EXERCISE AIM:
Copy nothing but the lines from the one containing "Target: white church building" through the last line of the records, repeated exactly and without pictures.
*** PROVIDED DATA ***
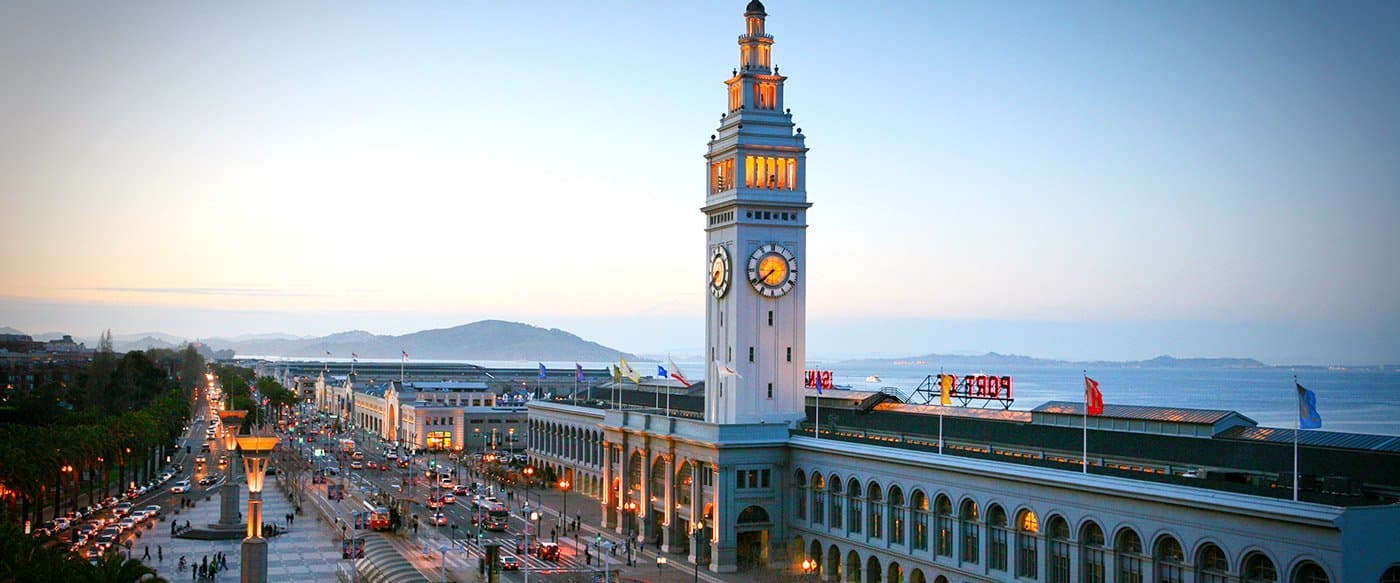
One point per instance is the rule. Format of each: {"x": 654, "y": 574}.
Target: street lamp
{"x": 534, "y": 519}
{"x": 228, "y": 492}
{"x": 697, "y": 531}
{"x": 630, "y": 508}
{"x": 563, "y": 516}
{"x": 255, "y": 548}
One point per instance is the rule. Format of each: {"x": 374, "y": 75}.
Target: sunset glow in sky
{"x": 1179, "y": 168}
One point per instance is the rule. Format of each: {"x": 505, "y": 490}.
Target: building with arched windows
{"x": 738, "y": 474}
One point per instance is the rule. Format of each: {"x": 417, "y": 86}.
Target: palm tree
{"x": 116, "y": 569}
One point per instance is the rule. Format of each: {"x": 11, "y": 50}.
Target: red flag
{"x": 1092, "y": 398}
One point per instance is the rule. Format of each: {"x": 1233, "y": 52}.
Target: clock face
{"x": 720, "y": 272}
{"x": 772, "y": 269}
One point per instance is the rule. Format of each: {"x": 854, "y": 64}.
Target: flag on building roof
{"x": 676, "y": 373}
{"x": 1092, "y": 398}
{"x": 1308, "y": 416}
{"x": 627, "y": 372}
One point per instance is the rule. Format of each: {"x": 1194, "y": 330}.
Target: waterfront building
{"x": 426, "y": 415}
{"x": 742, "y": 475}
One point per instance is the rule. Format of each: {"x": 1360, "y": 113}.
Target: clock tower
{"x": 756, "y": 245}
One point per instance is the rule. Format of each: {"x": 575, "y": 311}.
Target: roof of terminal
{"x": 1315, "y": 439}
{"x": 1164, "y": 414}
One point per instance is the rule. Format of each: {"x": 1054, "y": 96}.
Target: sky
{"x": 1078, "y": 180}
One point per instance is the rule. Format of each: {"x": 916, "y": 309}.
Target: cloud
{"x": 205, "y": 290}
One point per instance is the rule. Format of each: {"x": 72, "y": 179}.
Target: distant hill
{"x": 996, "y": 359}
{"x": 487, "y": 339}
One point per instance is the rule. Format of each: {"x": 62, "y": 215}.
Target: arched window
{"x": 1169, "y": 559}
{"x": 853, "y": 520}
{"x": 919, "y": 509}
{"x": 1000, "y": 533}
{"x": 944, "y": 509}
{"x": 893, "y": 573}
{"x": 875, "y": 498}
{"x": 896, "y": 515}
{"x": 968, "y": 519}
{"x": 1028, "y": 558}
{"x": 1259, "y": 569}
{"x": 1129, "y": 555}
{"x": 1057, "y": 538}
{"x": 835, "y": 496}
{"x": 1092, "y": 548}
{"x": 800, "y": 501}
{"x": 1211, "y": 565}
{"x": 1311, "y": 572}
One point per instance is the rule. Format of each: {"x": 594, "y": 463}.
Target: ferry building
{"x": 739, "y": 475}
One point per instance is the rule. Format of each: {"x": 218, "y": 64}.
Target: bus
{"x": 378, "y": 517}
{"x": 496, "y": 516}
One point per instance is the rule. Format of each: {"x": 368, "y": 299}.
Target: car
{"x": 548, "y": 551}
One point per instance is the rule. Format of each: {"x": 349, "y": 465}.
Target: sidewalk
{"x": 308, "y": 551}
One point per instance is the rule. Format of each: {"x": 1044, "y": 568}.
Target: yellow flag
{"x": 629, "y": 373}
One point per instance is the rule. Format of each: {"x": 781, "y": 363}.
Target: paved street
{"x": 423, "y": 547}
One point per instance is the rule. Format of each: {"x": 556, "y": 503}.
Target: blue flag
{"x": 1308, "y": 416}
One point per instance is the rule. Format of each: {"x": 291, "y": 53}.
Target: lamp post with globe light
{"x": 231, "y": 422}
{"x": 255, "y": 449}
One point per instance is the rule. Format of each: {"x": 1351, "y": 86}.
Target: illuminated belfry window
{"x": 721, "y": 175}
{"x": 770, "y": 173}
{"x": 765, "y": 95}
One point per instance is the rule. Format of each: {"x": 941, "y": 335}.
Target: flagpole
{"x": 1298, "y": 426}
{"x": 1085, "y": 457}
{"x": 940, "y": 411}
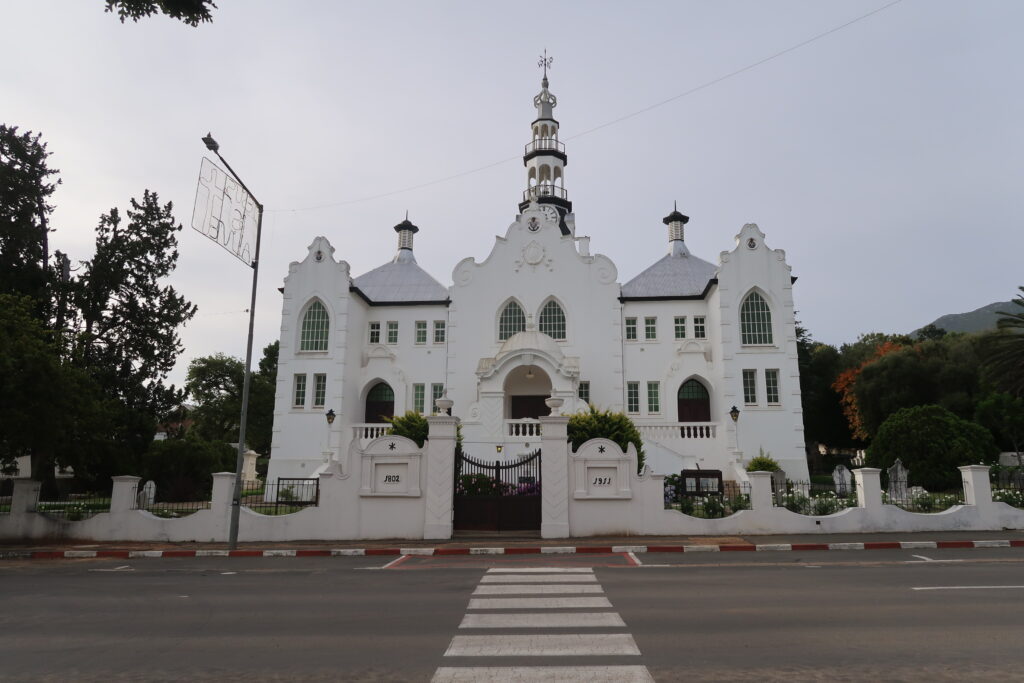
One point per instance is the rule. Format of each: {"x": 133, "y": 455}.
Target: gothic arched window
{"x": 552, "y": 322}
{"x": 755, "y": 321}
{"x": 315, "y": 325}
{"x": 511, "y": 322}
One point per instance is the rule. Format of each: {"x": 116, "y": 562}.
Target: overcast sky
{"x": 887, "y": 158}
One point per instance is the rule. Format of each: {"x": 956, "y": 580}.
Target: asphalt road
{"x": 740, "y": 616}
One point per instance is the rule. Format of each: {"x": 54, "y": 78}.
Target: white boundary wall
{"x": 391, "y": 488}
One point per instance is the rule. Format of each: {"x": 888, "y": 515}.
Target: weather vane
{"x": 545, "y": 62}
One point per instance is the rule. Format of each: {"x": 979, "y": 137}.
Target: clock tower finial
{"x": 545, "y": 156}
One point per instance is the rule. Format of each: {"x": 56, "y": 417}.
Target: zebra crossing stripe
{"x": 543, "y": 675}
{"x": 538, "y": 603}
{"x": 544, "y": 645}
{"x": 535, "y": 589}
{"x": 543, "y": 621}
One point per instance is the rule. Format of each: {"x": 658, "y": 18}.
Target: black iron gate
{"x": 498, "y": 496}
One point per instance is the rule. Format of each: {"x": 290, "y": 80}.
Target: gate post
{"x": 440, "y": 476}
{"x": 554, "y": 477}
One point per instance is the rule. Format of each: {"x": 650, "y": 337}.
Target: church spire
{"x": 406, "y": 230}
{"x": 676, "y": 222}
{"x": 545, "y": 156}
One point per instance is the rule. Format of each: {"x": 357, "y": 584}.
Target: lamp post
{"x": 734, "y": 414}
{"x": 232, "y": 539}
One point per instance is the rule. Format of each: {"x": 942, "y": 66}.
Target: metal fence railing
{"x": 1008, "y": 484}
{"x": 281, "y": 497}
{"x": 74, "y": 507}
{"x": 816, "y": 500}
{"x": 145, "y": 497}
{"x": 706, "y": 505}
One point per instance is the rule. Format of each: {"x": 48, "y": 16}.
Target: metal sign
{"x": 225, "y": 212}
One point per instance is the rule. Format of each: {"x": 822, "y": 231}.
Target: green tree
{"x": 932, "y": 442}
{"x": 1004, "y": 351}
{"x": 1003, "y": 415}
{"x": 943, "y": 372}
{"x": 605, "y": 424}
{"x": 214, "y": 385}
{"x": 192, "y": 12}
{"x": 27, "y": 183}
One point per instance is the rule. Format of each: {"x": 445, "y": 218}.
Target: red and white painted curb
{"x": 511, "y": 550}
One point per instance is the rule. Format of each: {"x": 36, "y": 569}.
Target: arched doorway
{"x": 526, "y": 387}
{"x": 693, "y": 402}
{"x": 380, "y": 402}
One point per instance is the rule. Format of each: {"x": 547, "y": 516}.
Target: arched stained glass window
{"x": 315, "y": 325}
{"x": 512, "y": 321}
{"x": 553, "y": 321}
{"x": 755, "y": 321}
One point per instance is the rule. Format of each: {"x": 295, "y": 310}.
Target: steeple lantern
{"x": 545, "y": 156}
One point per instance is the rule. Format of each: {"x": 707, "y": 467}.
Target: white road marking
{"x": 961, "y": 588}
{"x": 400, "y": 558}
{"x": 537, "y": 603}
{"x": 543, "y": 675}
{"x": 531, "y": 589}
{"x": 541, "y": 570}
{"x": 543, "y": 645}
{"x": 543, "y": 621}
{"x": 538, "y": 579}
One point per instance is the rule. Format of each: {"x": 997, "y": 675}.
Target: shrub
{"x": 605, "y": 424}
{"x": 932, "y": 442}
{"x": 763, "y": 463}
{"x": 181, "y": 468}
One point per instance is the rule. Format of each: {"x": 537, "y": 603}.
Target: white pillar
{"x": 977, "y": 487}
{"x": 761, "y": 492}
{"x": 554, "y": 477}
{"x": 124, "y": 493}
{"x": 868, "y": 487}
{"x": 439, "y": 457}
{"x": 25, "y": 496}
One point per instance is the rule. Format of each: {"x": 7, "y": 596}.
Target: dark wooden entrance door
{"x": 380, "y": 402}
{"x": 499, "y": 496}
{"x": 527, "y": 407}
{"x": 693, "y": 402}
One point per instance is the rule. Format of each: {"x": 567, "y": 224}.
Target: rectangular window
{"x": 751, "y": 387}
{"x": 299, "y": 392}
{"x": 320, "y": 389}
{"x": 419, "y": 393}
{"x": 653, "y": 397}
{"x": 632, "y": 396}
{"x": 584, "y": 391}
{"x": 771, "y": 386}
{"x": 631, "y": 329}
{"x": 680, "y": 324}
{"x": 650, "y": 328}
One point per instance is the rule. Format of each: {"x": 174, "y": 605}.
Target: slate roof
{"x": 400, "y": 281}
{"x": 677, "y": 274}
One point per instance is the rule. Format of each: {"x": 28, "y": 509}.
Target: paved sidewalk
{"x": 520, "y": 544}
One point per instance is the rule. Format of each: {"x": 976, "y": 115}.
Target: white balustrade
{"x": 679, "y": 430}
{"x": 522, "y": 429}
{"x": 369, "y": 431}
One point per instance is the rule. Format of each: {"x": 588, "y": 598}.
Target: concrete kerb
{"x": 37, "y": 554}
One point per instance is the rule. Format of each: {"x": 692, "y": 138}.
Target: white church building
{"x": 676, "y": 347}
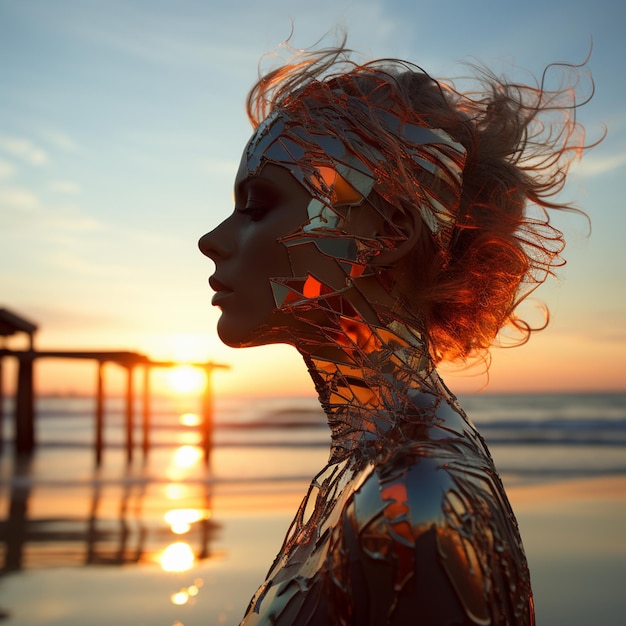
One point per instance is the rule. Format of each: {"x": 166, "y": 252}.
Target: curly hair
{"x": 519, "y": 141}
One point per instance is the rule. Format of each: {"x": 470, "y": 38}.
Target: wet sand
{"x": 93, "y": 553}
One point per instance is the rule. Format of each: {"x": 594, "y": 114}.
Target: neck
{"x": 377, "y": 385}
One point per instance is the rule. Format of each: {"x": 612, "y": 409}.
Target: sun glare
{"x": 186, "y": 379}
{"x": 177, "y": 557}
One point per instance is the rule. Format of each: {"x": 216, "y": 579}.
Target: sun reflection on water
{"x": 180, "y": 520}
{"x": 177, "y": 557}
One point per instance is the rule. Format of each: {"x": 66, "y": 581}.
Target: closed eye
{"x": 259, "y": 198}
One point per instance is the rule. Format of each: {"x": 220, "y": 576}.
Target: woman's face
{"x": 248, "y": 253}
***
SOLVED EXERCISE:
Target: white church building
{"x": 676, "y": 347}
One point per instance is the rule. Format of each: {"x": 166, "y": 252}.
Target: curly hair
{"x": 519, "y": 141}
One point per instance is the rule. Format of each: {"x": 470, "y": 38}.
Target: wet sand
{"x": 93, "y": 553}
One point per instance is the rule. Format of each: {"x": 594, "y": 114}.
Target: neck
{"x": 377, "y": 385}
One point per instance is the rule. Format of each: {"x": 612, "y": 409}.
Target: sun glare
{"x": 186, "y": 379}
{"x": 177, "y": 557}
One point per instance is the rule. Format of each: {"x": 216, "y": 579}.
Target: sun reflection on water
{"x": 180, "y": 520}
{"x": 177, "y": 557}
One point per instance is the rule. Format of each: {"x": 66, "y": 581}.
Target: closed eye
{"x": 259, "y": 198}
One point per instance is the rule. Format of each: {"x": 220, "y": 576}.
Target: woman's face
{"x": 248, "y": 253}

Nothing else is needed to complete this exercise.